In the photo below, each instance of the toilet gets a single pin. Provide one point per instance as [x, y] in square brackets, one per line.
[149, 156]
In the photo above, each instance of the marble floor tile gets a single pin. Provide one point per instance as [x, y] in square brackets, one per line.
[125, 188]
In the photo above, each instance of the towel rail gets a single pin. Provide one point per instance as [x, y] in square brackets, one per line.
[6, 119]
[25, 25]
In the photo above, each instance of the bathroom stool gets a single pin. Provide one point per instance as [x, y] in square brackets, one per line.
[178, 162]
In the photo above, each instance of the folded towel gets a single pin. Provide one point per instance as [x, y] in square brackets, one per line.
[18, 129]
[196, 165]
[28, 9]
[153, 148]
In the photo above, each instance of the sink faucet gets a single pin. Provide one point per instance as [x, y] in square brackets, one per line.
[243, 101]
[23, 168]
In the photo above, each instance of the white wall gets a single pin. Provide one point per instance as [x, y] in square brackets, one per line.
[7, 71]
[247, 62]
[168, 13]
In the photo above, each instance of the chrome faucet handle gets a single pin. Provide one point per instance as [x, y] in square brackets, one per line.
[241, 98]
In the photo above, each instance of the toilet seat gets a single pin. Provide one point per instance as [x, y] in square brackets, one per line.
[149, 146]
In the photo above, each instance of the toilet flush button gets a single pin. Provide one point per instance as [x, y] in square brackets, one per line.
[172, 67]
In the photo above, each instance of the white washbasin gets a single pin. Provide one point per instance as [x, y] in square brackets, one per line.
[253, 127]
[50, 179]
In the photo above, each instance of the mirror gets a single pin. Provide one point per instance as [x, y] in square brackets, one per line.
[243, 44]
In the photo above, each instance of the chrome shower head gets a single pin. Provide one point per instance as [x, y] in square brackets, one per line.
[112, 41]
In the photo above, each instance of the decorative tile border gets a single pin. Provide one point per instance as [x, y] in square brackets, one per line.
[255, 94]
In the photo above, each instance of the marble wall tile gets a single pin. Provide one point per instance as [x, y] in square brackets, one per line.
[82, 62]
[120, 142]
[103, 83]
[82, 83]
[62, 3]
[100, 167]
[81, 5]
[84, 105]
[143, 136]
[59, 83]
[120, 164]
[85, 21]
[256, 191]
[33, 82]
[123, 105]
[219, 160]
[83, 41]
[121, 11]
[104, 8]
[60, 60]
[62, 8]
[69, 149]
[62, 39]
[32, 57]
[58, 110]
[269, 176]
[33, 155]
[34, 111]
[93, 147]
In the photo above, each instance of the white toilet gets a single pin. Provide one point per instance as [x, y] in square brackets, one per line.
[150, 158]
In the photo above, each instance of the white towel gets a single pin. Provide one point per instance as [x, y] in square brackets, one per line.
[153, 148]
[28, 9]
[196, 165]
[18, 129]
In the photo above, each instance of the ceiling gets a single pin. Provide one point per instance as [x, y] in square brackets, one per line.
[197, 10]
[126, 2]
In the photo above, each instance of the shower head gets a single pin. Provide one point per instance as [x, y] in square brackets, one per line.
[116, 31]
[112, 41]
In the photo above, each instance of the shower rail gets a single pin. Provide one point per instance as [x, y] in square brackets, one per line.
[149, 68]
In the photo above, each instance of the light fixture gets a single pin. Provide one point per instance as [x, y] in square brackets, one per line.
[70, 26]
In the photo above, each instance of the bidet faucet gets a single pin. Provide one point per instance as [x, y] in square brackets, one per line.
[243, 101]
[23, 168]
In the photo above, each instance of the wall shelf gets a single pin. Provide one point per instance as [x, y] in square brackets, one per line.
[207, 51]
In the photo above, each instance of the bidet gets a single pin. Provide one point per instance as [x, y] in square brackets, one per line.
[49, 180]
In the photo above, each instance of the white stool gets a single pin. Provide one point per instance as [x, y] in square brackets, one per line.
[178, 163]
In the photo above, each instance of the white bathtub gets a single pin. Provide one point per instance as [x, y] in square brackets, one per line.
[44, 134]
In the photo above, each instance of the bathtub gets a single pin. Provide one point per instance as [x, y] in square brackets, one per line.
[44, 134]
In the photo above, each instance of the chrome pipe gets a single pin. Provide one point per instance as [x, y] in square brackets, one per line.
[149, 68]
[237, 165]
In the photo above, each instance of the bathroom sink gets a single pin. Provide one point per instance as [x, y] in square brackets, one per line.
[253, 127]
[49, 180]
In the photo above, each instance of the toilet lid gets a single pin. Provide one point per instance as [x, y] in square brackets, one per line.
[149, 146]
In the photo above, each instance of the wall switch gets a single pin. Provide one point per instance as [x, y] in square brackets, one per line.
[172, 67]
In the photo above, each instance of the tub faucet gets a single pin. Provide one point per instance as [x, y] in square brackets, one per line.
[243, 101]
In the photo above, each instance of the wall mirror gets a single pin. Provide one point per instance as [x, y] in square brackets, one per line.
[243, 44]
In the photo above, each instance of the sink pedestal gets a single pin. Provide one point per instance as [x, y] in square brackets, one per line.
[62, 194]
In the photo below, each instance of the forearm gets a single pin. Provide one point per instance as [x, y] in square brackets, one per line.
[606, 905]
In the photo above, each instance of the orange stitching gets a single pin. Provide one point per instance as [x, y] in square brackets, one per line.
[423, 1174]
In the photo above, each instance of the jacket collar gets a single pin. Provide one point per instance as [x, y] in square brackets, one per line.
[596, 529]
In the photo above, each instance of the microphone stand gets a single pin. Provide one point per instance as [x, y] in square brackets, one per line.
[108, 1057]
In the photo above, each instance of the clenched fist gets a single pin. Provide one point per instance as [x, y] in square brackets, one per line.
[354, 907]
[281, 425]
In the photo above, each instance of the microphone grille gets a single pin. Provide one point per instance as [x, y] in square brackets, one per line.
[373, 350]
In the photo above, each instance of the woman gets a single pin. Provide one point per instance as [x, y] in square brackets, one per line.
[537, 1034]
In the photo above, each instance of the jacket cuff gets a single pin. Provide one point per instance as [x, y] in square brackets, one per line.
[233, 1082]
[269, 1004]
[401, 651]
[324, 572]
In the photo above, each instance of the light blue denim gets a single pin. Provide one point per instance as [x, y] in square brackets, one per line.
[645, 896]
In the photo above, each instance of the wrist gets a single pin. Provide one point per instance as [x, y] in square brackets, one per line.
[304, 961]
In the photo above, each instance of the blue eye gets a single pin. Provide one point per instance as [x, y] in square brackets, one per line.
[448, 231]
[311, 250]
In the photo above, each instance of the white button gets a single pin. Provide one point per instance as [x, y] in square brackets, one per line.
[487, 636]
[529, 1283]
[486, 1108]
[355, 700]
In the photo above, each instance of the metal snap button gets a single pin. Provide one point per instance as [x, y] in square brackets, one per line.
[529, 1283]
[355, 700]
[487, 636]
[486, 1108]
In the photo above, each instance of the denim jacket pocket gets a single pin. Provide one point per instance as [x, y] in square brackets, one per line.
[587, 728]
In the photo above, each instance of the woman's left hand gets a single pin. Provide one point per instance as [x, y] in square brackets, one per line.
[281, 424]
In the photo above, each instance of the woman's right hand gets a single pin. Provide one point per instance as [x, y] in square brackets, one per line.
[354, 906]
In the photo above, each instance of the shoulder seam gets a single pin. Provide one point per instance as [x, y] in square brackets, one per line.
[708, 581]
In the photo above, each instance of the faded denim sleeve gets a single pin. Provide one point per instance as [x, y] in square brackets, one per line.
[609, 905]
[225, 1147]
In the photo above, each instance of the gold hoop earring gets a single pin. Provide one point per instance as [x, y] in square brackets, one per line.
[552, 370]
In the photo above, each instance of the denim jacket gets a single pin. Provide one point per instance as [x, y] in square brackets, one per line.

## [Task requirements]
All of the data must be returned exactly.

## [Complete answer]
In the photo below, each instance of the toilet gets a single pin. Provide one point per instance as [x, y] in square brackets, one per line.
[149, 156]
In the photo above, each instance of the marble floor tile gets a single pin. Provide one point per instance as [x, y] in square brackets, one per line.
[125, 188]
In the photo above, each instance of the towel rail gets a single pin. Provide one point per instance as [x, y] in square brackets, one per line.
[6, 119]
[25, 25]
In the photo above, each instance of the bathroom stool gets a single pin. Provide one point per instance as [x, y] in square brackets, one per line.
[178, 162]
In the photo above, each instance of the folded towel gets a single pin. Provide one point per instance as [x, y] in square brackets, one per line.
[18, 129]
[196, 165]
[28, 9]
[153, 148]
In the photo above, each instance of the sink faucet gets a single pin. Provide one point per instance as [x, y] in square brackets, one per line.
[243, 101]
[23, 168]
In the photo above, each instance of the white wall gets a single pin. Provide one point per instance as [x, y] in square brackets, one per line.
[7, 71]
[247, 62]
[168, 13]
In the photo above, each instance of the chrome faucet handle gets a single pin. Provide one point per instance as [x, y] in square brackets, one per line.
[241, 98]
In the photo above, each instance of the toilet seat gets a single pin. Provide one point per instance as [x, y] in square brackets, one per line.
[149, 146]
In the photo above, each instance of the toilet flush button gets a single pin. Provide one point per instance as [x, y] in square brackets, one per line.
[172, 67]
In the photo above, each instance of the white washbasin gets a single pin. Provide one point per instance as [x, y] in square brackets, one per line.
[253, 127]
[50, 179]
In the photo above, each instance of the mirror gets a single pin. Provide one point per instance as [x, y] in square brackets, one per line.
[243, 44]
In the photo above, each instance of the chrome shower head gets a single pin. Provide one point per instance as [x, y] in square brackets, one per line.
[112, 41]
In the photo above, each instance of the decorative tile border gets a single pin. Provide one point per instance as [x, y] in square brackets, one per line.
[255, 94]
In the photo above, each instance of the marble wall tile gets a single pin. Provide one point per instance as [x, y] in square brackets, one per line.
[82, 62]
[120, 142]
[103, 83]
[82, 83]
[62, 3]
[100, 167]
[81, 5]
[84, 105]
[143, 136]
[59, 83]
[120, 164]
[85, 21]
[256, 191]
[33, 82]
[123, 105]
[219, 160]
[83, 41]
[121, 11]
[104, 8]
[60, 60]
[62, 8]
[69, 149]
[62, 39]
[32, 57]
[58, 110]
[269, 176]
[33, 155]
[34, 111]
[93, 147]
In the photo above, each instance of the white toilet gets a single pin. Provide one point per instance as [x, y] in square brackets, one per line.
[150, 158]
In the photo above, each instance of the white towel gets a single pin. Provide one point per instance as [x, y] in square brackets, one per line.
[153, 148]
[28, 9]
[196, 165]
[18, 129]
In the photo above, each instance of the ceiling gets a single pin. Provide one point per instance as [x, y] in square brackets, one per line.
[197, 10]
[126, 2]
In the photo above, each instance of the shower head gets a single pin. Provide one point per instance as [x, y] in square brackets, one per line.
[116, 31]
[112, 41]
In the photo above, each instance of the shower rail gets a single pin. Provide one point per instance as [x, y] in square brackets, one per line.
[149, 68]
In the photo above, each instance of the light fixture gets a single pin. Provide one point per instance as [x, y] in square brackets, one per line.
[70, 26]
In the photo above, each instance of the bidet faucet gets a single pin. Provide one point per instance as [x, y] in square brackets, one per line.
[243, 101]
[23, 168]
In the photo above, each instance of the wall shelf gets a single pin. Provide one point per instance as [x, y] in square brackets, one per line.
[207, 51]
In the photo above, each instance of the bidet gets a single pin. Provide one point per instance as [x, y] in square brackets, one per line.
[49, 180]
In the photo above, each instance of the white stool gets a single pin. Provide one point per instance as [x, y] in square brackets, one per line.
[178, 163]
In the photo above, each instance of the white bathtub gets a single pin. Provide one point per instance as [x, y] in square brackets, one per line.
[44, 134]
In the photo above, each instance of the bathtub gets a single pin. Provide one point per instance as [x, y] in square brackets, one per line.
[44, 134]
In the photo above, each instance of the chrome pipe gets a single pin. Provide one point per instance as [x, y] in square brackets, one per line.
[149, 68]
[237, 165]
In the photo above, each instance of the bathroom sink gets a single pin. Provide one point per instance as [x, y] in square brackets, one per line.
[253, 127]
[49, 180]
In the photo above, each instance of the toilet lid gets a single pin. Provide one point per instance as [x, y] in square brackets, one per line.
[149, 146]
In the photo above, each instance of the wall switch gets a single pin. Provide one point per instance as [x, y] in square brackets, one per line.
[172, 67]
In the photo above, each instance of the tub faucet gets a single pin. Provide one point per instance as [x, y] in square brackets, one per line.
[243, 101]
In the photo above, each instance of the wall mirror gets a single pin. Provide one point per instance as [x, y] in square brackets, one per line.
[243, 44]
In the photo above, each instance of the sink pedestal gets a single pin. Provide one point per instance as [x, y] in square brackets, one per line.
[62, 194]
In the photo below, each instance of the forearm gets a single pin. Provide one point per instance as [x, y] in square brackets, one per line.
[606, 905]
In the photo above, each instance of the orange stitching gets a single pin. Provide one point per instance as [x, y] in square brackets, one per line.
[423, 1174]
In the photo above, each instance of the jacket collar gets a single pin. Provide one point per instance as [x, y] in square brackets, one per line.
[596, 529]
In the photo above, each instance of the microphone stand gets a single pin. Provide one point per instance as [x, y] in square brackets, one per line.
[108, 1057]
In the photo above, each instance of the clenched fist gets a single pin. Provide one point per instance as [x, y] in square brackets, one per line.
[354, 907]
[281, 425]
In the photo above, each instance of the microphone grille gets a single pin. Provide one point per instance as [x, y] in square brackets, one per line.
[373, 350]
In the photo above, each instance of the woman gets a single pin. Provide one point per instance as [x, y] in square brackets, one per line.
[537, 1034]
In the photo above, each instance of the jacket cuff gets a single pin. Provide one point per instance as [x, y] in square brackets, one per line.
[233, 1082]
[269, 1004]
[401, 651]
[324, 572]
In the photo above, each instance of the light blue denim gets a single pin. Provide one point per instance as [x, y] in square brackets, one per line.
[645, 896]
In the photo above, each instance of the wrist gets a single pin. Provide one point per instance as [x, y] in square brackets, one per line.
[304, 961]
In the photo above, each instance of the blue eye gets a single pin. Provide one point per instance as [x, y] in square brackets, one per line.
[448, 231]
[311, 250]
In the photo above, each instance of the white button gets a single pin. Provide one point per instance as [x, y] in square brackets, one per line.
[487, 636]
[529, 1283]
[486, 1108]
[355, 700]
In the photo above, each instance of the metal snap button gets a single pin. Provide one point per instance as [x, y] in square brackets, one per line.
[529, 1283]
[355, 700]
[487, 636]
[486, 1108]
In the photo above, each instance of the denim jacket pocket gets a single pin. Provide one point per instance as [x, y] in square brackets, one per line.
[587, 728]
In the photo above, each instance of the woman's left hand gets a single pin. Provide one point per instance as [x, y] in square brackets, one per line.
[281, 424]
In the photo above, each instance of the woman's right hand gets a single pin. Provide one point per instance as [x, y] in square brackets, one per line.
[354, 906]
In the photo above, each instance of the shoulder seam gets a single pin. Provide one point per instance as [x, y] in square brackets, one per line.
[708, 581]
In the photo above, each instance of the faded denim sleeve gets a single pin. Provide one point per instance as [x, y] in square brackets, one per line.
[609, 905]
[225, 1147]
In the photo above, each instance of the gold hoop earring gets a single pin. Provide one point per instance as [x, y] in square brackets, one per line.
[552, 370]
In the photo above, each instance of the denim jacket gets a single pin. Provide one point per instance as [x, y] in square brackets, one per line.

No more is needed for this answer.